__TASK DETAILS__. Reproduce each of the following lines word for word, but omit the pictures from your output.

— Start —

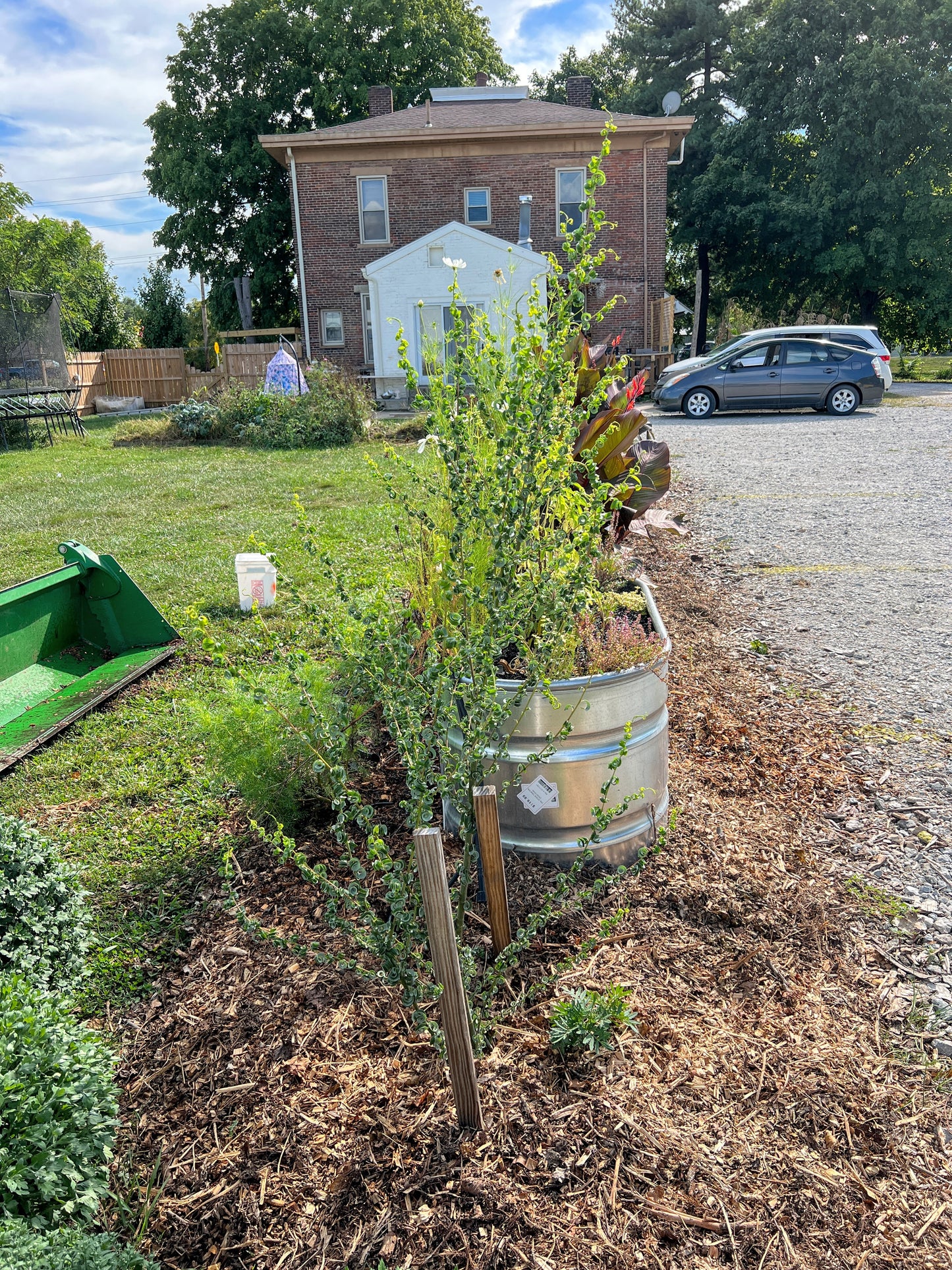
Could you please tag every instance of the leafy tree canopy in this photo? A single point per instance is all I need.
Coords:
(45, 254)
(609, 80)
(682, 46)
(163, 301)
(833, 186)
(291, 65)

— End —

__SOLVED EXERCISE__.
Could you please tag every instance of the leafy tree canopy in this photo? A single point per instance is all I need.
Coords:
(45, 254)
(609, 80)
(682, 46)
(163, 301)
(833, 186)
(291, 65)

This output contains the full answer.